# [WHAT IS BEING ASKED]
Omit every picture, then give all the entries again exactly.

# [Data excerpts]
——————————

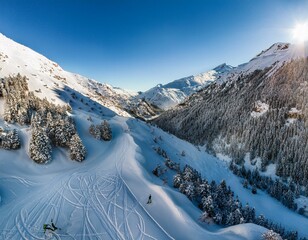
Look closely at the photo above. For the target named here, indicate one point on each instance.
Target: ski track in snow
(100, 204)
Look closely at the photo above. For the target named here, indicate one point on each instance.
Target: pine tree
(77, 149)
(40, 146)
(271, 235)
(106, 133)
(95, 131)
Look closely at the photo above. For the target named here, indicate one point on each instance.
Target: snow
(260, 109)
(105, 196)
(275, 56)
(173, 93)
(48, 79)
(215, 169)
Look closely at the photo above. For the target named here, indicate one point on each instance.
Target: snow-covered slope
(168, 95)
(48, 79)
(103, 197)
(275, 56)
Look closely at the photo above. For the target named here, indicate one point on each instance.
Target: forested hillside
(264, 114)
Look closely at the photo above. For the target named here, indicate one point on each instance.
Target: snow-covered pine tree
(95, 131)
(271, 235)
(40, 146)
(10, 139)
(77, 149)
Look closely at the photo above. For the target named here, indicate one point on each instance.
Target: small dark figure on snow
(51, 227)
(150, 199)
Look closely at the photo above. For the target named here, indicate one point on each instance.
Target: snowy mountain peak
(48, 80)
(168, 95)
(223, 68)
(276, 47)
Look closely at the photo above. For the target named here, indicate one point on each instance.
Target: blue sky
(136, 44)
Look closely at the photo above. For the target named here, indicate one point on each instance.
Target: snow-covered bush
(40, 146)
(105, 129)
(101, 131)
(9, 139)
(271, 235)
(77, 149)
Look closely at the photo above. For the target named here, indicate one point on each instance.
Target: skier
(51, 227)
(150, 199)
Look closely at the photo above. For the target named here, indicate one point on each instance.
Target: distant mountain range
(257, 112)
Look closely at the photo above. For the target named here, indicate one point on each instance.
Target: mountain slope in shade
(261, 110)
(104, 197)
(173, 93)
(46, 76)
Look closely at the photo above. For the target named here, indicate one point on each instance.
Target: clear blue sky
(136, 44)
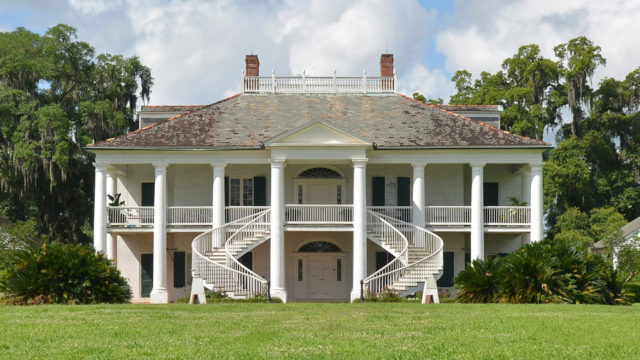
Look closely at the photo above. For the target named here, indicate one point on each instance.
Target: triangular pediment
(316, 134)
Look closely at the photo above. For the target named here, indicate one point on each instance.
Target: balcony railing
(448, 215)
(402, 213)
(130, 215)
(142, 216)
(318, 214)
(507, 215)
(318, 84)
(233, 213)
(189, 215)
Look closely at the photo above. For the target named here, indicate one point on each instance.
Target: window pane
(247, 192)
(234, 192)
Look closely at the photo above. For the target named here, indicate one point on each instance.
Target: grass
(370, 330)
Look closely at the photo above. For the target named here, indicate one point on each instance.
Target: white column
(276, 262)
(359, 225)
(218, 201)
(418, 195)
(477, 211)
(159, 294)
(110, 242)
(536, 202)
(100, 209)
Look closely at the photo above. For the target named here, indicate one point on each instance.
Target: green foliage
(633, 289)
(478, 283)
(54, 273)
(551, 271)
(56, 96)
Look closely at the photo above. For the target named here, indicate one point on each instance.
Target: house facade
(312, 189)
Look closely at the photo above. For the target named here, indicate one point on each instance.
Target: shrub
(633, 290)
(54, 273)
(479, 283)
(551, 271)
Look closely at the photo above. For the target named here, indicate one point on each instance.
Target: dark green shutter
(179, 258)
(148, 194)
(260, 191)
(377, 191)
(490, 194)
(404, 191)
(247, 260)
(226, 191)
(446, 280)
(146, 274)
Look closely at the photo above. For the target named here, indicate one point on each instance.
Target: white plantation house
(313, 189)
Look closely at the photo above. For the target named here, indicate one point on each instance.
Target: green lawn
(372, 330)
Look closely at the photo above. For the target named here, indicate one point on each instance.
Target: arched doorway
(319, 185)
(320, 272)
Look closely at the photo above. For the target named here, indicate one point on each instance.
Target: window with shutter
(179, 269)
(404, 191)
(377, 191)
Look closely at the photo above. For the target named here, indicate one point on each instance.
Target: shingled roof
(246, 121)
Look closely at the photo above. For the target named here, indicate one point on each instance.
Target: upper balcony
(319, 84)
(439, 218)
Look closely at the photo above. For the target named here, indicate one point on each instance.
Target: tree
(56, 96)
(527, 88)
(579, 59)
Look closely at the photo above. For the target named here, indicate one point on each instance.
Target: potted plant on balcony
(114, 201)
(518, 215)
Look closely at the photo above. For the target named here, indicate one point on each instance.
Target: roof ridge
(473, 121)
(163, 122)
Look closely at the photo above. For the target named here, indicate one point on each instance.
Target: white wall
(132, 245)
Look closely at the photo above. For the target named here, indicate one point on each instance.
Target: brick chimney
(386, 65)
(253, 65)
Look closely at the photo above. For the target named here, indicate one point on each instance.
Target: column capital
(536, 166)
(102, 167)
(277, 162)
(359, 162)
(218, 164)
(159, 166)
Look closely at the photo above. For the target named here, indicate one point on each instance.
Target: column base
(280, 293)
(159, 296)
(355, 294)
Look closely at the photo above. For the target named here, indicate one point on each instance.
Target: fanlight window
(319, 173)
(319, 246)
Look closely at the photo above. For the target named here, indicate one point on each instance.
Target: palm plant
(479, 283)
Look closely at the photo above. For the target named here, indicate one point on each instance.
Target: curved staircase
(417, 252)
(215, 257)
(418, 257)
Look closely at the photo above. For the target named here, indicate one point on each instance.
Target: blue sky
(196, 48)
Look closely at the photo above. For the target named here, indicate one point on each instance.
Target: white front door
(321, 278)
(321, 194)
(319, 191)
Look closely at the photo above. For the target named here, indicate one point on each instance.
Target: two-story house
(313, 189)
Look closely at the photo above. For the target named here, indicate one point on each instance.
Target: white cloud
(196, 49)
(93, 7)
(432, 84)
(482, 34)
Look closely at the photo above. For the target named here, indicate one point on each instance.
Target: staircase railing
(396, 269)
(392, 237)
(231, 278)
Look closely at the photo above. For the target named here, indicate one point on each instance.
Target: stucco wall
(131, 246)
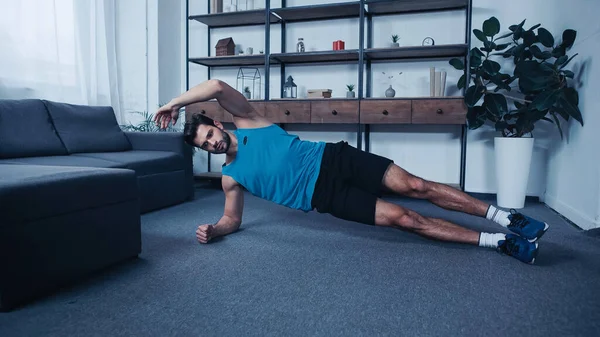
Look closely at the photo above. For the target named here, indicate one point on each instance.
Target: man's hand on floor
(204, 233)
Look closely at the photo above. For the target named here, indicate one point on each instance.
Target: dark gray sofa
(72, 187)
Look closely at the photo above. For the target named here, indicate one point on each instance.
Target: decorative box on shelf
(225, 47)
(319, 93)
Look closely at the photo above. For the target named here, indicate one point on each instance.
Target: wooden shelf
(234, 19)
(413, 52)
(318, 12)
(317, 56)
(230, 61)
(412, 6)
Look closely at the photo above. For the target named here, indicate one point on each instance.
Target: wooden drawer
(258, 106)
(287, 112)
(385, 111)
(210, 109)
(439, 111)
(325, 111)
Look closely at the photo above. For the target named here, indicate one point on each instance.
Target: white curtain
(61, 50)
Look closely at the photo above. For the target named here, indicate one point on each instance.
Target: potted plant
(536, 83)
(247, 92)
(395, 39)
(350, 93)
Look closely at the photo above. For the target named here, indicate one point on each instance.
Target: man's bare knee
(411, 221)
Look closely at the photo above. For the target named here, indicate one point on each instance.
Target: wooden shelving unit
(368, 109)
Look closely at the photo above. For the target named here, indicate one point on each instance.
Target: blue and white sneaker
(519, 248)
(526, 227)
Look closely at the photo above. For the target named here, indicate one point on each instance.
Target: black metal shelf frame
(365, 10)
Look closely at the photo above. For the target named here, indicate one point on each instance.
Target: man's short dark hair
(190, 129)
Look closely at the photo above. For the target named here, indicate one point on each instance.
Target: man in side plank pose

——————————

# [RESULT]
Look closely at the photo above. For the target named here, indicate one point on each instance.
Target: ski track in snow
(100, 204)
Look closely at the photo above. For the target named here, indicate one point on each instance.
Target: pine tree
(77, 149)
(40, 146)
(271, 235)
(106, 133)
(95, 131)
Look closely at the photo above. For the target named here, indicate one point on each instance.
Target: snow
(260, 109)
(105, 196)
(275, 56)
(173, 93)
(48, 79)
(215, 169)
Look closely at the photo above. For the target named here, indicate one point on each instance.
Target: snow-covered slope
(168, 95)
(48, 79)
(103, 197)
(275, 56)
Look closely at the photo above. For the target named here, indicate one point on each instance.
Target: forested hillside
(264, 114)
Look closely at the photo above. For the target named here, indicate one point on each instance.
Target: snow-covered pine tree
(95, 131)
(271, 235)
(40, 146)
(10, 139)
(77, 149)
Look closely at the photo above. For the target named here, indicate one point on each instance.
Target: small dark figure on snow
(51, 227)
(150, 199)
Look closely at the photo above. For the target named here, indicate one point on each instance.
Target: snowy mountain peak
(48, 80)
(168, 95)
(223, 68)
(276, 47)
Look closely at the photo above. For the target named here, indicate one point on each instance.
Target: blue sky
(136, 44)
Look closely at the photo above. For the target named here, indicate one point on each instance.
Target: snow-covered bush
(40, 146)
(105, 129)
(101, 131)
(9, 139)
(271, 235)
(77, 149)
Look closely at the photo above. For the target named here, indicate one point on each instance.
Target: skier
(51, 227)
(150, 199)
Look closely at the photo above. For the target named here, indicate one point on each instance.
Target: distant mountain range
(257, 112)
Look closely at the photo above. For the target named here, indicate one point on each instance.
Target: mountain slope in shade
(261, 110)
(104, 197)
(173, 93)
(46, 76)
Look closely at the photo above. For the target named here, indicate one point on each instance.
Target: clear blue sky
(136, 44)
Look closely at the photo above. For the target named here, indicate one point on each instance.
Target: triangular pediment
(316, 134)
Look closely at the photo above. For the target named here, indicate one point on each instance.
Target: balcony railing
(448, 215)
(402, 213)
(130, 215)
(142, 216)
(318, 214)
(507, 215)
(318, 84)
(233, 213)
(189, 215)
Look closely at the photo above. For the target named here, indicate one point on each instance.
Target: window pane
(247, 192)
(234, 192)
Look closely at the photo above. For the target named here, indicate one point on each instance.
Target: grass
(370, 330)
Look closely at the photo above. For the target named here, indicate one point on each instance.
Target: white column
(276, 262)
(359, 225)
(218, 201)
(418, 195)
(477, 211)
(159, 294)
(110, 242)
(536, 202)
(100, 209)
Look closely at the photo above. For the target named here, indicate one point on each instance.
Target: green foliage
(633, 289)
(478, 283)
(54, 273)
(551, 271)
(56, 96)
Look closely at the photo above. For the target named here, indicate one point on each instance.
Target: house facade
(312, 189)
Look closely at the photo above. For the target named here, indicate one point on each instance.
Target: shrub
(633, 290)
(54, 273)
(479, 283)
(551, 271)
Look closely at the photo above. For the target named here, indicate one point on each instance.
Target: dark green shutter
(179, 258)
(148, 194)
(260, 191)
(377, 191)
(490, 194)
(404, 191)
(247, 260)
(226, 191)
(446, 280)
(146, 274)
Look closely at the photo above. For the target named here, indicate one point on each instance.
Target: white plantation house
(313, 189)
Look closely at the photo above. For the target named here, indicate one point on each instance.
Target: green lawn
(372, 330)
Look closely at the photo above. For the target named here, indicate one point on each instance.
Target: arched doorway
(319, 185)
(320, 272)
Look closely at the photo above. For the target named here, indicate one point on each instance.
Target: window with shutter
(179, 269)
(404, 191)
(377, 191)
Look closely at the photo above. For the target named here, indicate one point on each instance.
Target: shingled roof
(246, 121)
Look closely at the photo above. For the target named here, indicate one point on each instance.
Target: upper balcony
(319, 84)
(439, 218)
Look closely at the photo above. For the target named here, indicate one point on each instance.
Target: tree
(56, 96)
(527, 88)
(579, 59)
Look closely at the photo above. For the target named here, indicate one point on each instance.
Target: potted plant on balcony
(114, 201)
(518, 215)
Look closely at the photo above. For the target named here, indicate one point on each instance.
Target: roof ridge
(473, 121)
(163, 122)
Look closely at the photo above. For the target named here, indicate one point on each instance.
Target: white wall
(132, 245)
Look closely at the photo above. For the target named here, indicate one point on each instance.
Target: brick chimney
(386, 65)
(253, 65)
Look closely at the photo above. For the target named here, indicate one point on each instance.
Target: column capital
(536, 166)
(102, 167)
(277, 162)
(359, 162)
(218, 164)
(159, 166)
Look closely at the photo above. For the target named here, indicate one point on each instance.
Target: column base
(280, 293)
(159, 296)
(355, 294)
Look closely at the photo above. For the target named here, indicate one point on each instance.
Target: fanlight window
(319, 173)
(319, 246)
Look closely at the photo above. For the target named here, indicate one point on each instance.
Target: palm plant
(479, 283)
Look closely at the photo above. For the target named here, indicate one point on each instance.
Target: curved staircase
(417, 252)
(215, 257)
(418, 257)
Look closely at the photo above. For the target named here, indicate one point on each instance.
Target: blue sky
(196, 48)
Look closely at the photo above. For the target named here, indicate one point on each instance.
Target: white front door
(321, 278)
(321, 194)
(319, 191)
Look closely at the photo above. For the target named here, indicate one point on each instance.
Target: two-story house
(313, 189)
Look closely at the photo above. For the target named here, indicate one point on each instance.
Target: white cloud
(196, 49)
(93, 7)
(432, 84)
(482, 34)
Look closely at the photo above. For the target named here, indicate one point on each instance.
Target: staircase railing
(396, 269)
(392, 237)
(231, 278)
Look closely at the photo above. For the target named here, indicate one point on each instance.
Target: stucco wall
(131, 246)
Look closely at the photo above. For the target named here, indicate one point on each instance.
Target: man's hand on floor
(204, 233)
Look closely at the photo above. For the target named here, indicate one point on each instance.
Target: dark gray sofa
(72, 187)
Look closely at the photo above. For the target named here, indicate one point on each instance.
Target: decorative box on shelf
(225, 47)
(319, 93)
Look closely at the photo above. For the target named here, indicate one point on each instance.
Target: wooden shelf
(234, 19)
(413, 52)
(318, 12)
(317, 56)
(230, 61)
(412, 6)
Look closely at the photo above. For the target named here, indicate one point on each instance.
Target: wooden drawer
(258, 106)
(287, 112)
(385, 111)
(210, 109)
(439, 111)
(325, 111)
Look closely at the photo above. For the target named here, indicate one point on each instance.
Target: white curtain
(61, 50)
Look closely at the photo above. For the target named here, indicate one point on each instance.
Target: potted plant
(536, 83)
(247, 92)
(395, 39)
(350, 93)
Look closely at the photo above. For the target named here, indicate one point on each instance.
Target: man's bare knee
(411, 221)
Look closely at the photo above. For the target named here, indicate one point on each instance.
Target: wooden shelving unit
(368, 109)
Look closely at the photo above. For the target named here, indicate one point on each instance.
Target: blue and white sneaker
(519, 248)
(526, 227)
Look closely at the photo above. For the target named here, indicate one point on each instance.
Target: black metal shelf frame
(365, 10)
Look closely at the photo above. For the target named here, indicate one point on each instance.
Target: man's short dark hair
(190, 129)
Look closely at the photo above. For the target named here, indicate one point on each instance.
Target: man in side plank pose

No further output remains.